Collection entries

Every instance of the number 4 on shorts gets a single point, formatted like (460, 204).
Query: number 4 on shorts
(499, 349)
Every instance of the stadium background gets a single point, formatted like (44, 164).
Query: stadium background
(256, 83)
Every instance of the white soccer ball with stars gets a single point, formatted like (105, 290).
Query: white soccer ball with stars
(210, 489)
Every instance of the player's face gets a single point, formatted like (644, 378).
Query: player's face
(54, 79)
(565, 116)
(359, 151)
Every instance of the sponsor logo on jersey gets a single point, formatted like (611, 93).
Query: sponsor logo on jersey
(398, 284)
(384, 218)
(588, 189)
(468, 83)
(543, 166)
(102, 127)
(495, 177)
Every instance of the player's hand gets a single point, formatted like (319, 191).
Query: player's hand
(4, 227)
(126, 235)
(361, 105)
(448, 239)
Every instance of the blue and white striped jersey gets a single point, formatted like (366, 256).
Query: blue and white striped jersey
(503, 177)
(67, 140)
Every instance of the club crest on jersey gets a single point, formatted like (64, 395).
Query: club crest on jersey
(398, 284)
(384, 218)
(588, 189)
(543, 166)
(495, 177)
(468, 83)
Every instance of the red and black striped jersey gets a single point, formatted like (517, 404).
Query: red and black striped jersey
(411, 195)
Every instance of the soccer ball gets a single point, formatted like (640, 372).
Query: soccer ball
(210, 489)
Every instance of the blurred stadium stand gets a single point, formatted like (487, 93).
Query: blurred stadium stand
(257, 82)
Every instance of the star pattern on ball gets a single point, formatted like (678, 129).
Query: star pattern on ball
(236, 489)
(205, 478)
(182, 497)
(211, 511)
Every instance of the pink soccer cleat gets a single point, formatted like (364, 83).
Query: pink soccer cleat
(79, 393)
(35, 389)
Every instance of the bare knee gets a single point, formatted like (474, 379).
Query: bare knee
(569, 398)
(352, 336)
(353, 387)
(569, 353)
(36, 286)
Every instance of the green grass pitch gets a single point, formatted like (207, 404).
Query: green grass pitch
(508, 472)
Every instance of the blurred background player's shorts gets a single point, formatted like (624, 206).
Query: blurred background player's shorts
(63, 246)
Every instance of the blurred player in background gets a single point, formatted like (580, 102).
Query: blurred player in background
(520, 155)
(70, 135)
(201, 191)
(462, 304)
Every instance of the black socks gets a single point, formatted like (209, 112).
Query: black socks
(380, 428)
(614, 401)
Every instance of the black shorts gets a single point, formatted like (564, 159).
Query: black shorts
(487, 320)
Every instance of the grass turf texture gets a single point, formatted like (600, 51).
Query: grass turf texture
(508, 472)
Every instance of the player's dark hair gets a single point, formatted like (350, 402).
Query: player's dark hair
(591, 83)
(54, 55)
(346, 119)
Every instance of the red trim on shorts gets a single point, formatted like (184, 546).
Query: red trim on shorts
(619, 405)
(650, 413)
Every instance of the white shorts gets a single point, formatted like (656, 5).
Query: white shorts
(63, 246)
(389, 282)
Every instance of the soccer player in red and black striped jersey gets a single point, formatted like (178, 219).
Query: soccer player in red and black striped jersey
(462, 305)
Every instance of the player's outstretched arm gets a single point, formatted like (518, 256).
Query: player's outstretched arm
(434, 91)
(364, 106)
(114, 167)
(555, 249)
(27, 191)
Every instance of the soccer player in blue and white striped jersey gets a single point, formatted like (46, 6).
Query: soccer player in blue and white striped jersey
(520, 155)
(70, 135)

▶ [What is expected]
Write out all of the records above again, swapping "gets a single point" for "is marked with one point" wherever it occurs and leaving everything else unchanged.

▶ [Response to the task]
Every instance of the number 4 on shorts is marked with one point, formatted like (460, 204).
Query: number 4 on shorts
(499, 349)
Every instance of the stadium background is marked with one point, formatted like (44, 164).
Query: stadium background
(256, 83)
Every instance of the white soccer ball with stars is marked with one point, formatted like (105, 290).
Query: white soccer ball with stars
(210, 489)
Every instance of the player's face is marked with one point, formatted like (644, 378).
Query: player's face
(54, 79)
(565, 116)
(359, 151)
Every instance of the sponsor logo on jersey is marked with one point, formatted like (611, 93).
Query: sponsor logo on jersey
(398, 284)
(384, 218)
(588, 189)
(468, 83)
(543, 166)
(102, 127)
(495, 177)
Every instance of the player's hand is marked with one point, formatted like (319, 191).
Query: player's hand
(4, 227)
(126, 235)
(361, 105)
(448, 239)
Every instance of the blue and white striped jersey is marked with one point, formatted like (366, 256).
Query: blue and white striped jersey
(503, 177)
(67, 140)
Every instance of the club crest on jersey is marked with one point, formatted like (64, 395).
Query: club crest on jersey
(398, 284)
(384, 218)
(588, 189)
(543, 166)
(495, 177)
(468, 83)
Every instance of the red and black striped jersey is marked with one point, formatted like (517, 404).
Query: red and black striped jersey
(411, 195)
Every instance of the soccer ball is marked with one point, formatted like (640, 372).
Query: soccer ball
(210, 489)
Every instance of the blurred stadium stand is marked with one point, formatted like (487, 93).
Query: blurred stadium stand
(257, 82)
Every instance of the star pattern on ball is marked with one point, formatted like (678, 129).
Query: star pattern on ball
(236, 489)
(205, 478)
(182, 497)
(211, 511)
Every instance of the pink soccer cleat is marked with one point, formatted like (364, 83).
Query: pink soccer cleat
(79, 393)
(35, 389)
Every instance of the bare knee is marked with one point, formatted like (474, 379).
Query: bare knee
(569, 398)
(352, 336)
(353, 387)
(569, 353)
(36, 286)
Every instance of the green grass pitch is marked with one point, formatted like (207, 404).
Query: green grass pitch
(508, 472)
Every instance of the blurred background player's shorts is marked with one point, formatted like (624, 206).
Query: blurred background player's shorts
(63, 246)
Every instance of the blurred player in background is marked with one point, formatted like (580, 102).
Query: blurred player in background
(520, 155)
(70, 135)
(201, 191)
(462, 304)
Every instance of the black socks is marked with one point, formatted like (209, 112).
Query: black socks
(380, 428)
(614, 401)
Every instance of the black shorts is marked with one point, formatted like (564, 159).
Query: black shorts
(487, 320)
Every instance of the grass turf texture is marked with one point, formatted like (600, 51).
Query: grass turf texture
(508, 472)
Every instance of the player's dark hair is marked with one point, formatted like (350, 402).
Query: player's dark hair
(591, 83)
(54, 55)
(346, 119)
Every instance of the red trim on shorts is marked with one point, formatted like (184, 546).
Query: red trim on shorts
(619, 405)
(650, 413)
Every instance of the white shorts is marked with one point, formatted like (656, 5).
Query: white shorts
(63, 246)
(389, 282)
Every instance of the soccer player in red and black striped jersey is marked with one point, formatted like (178, 219).
Query: soccer player in red and black striped jersey
(462, 305)
Every instance of the player's outstretched arm is marked with one point, formatted like (518, 256).
Query: player's outstretched arm
(434, 91)
(364, 106)
(114, 167)
(555, 249)
(27, 191)
Every instance of the soccer player in blue and white striped jersey is marked with one point, formatted like (46, 6).
Query: soccer player in blue and white striped jersey
(520, 155)
(70, 135)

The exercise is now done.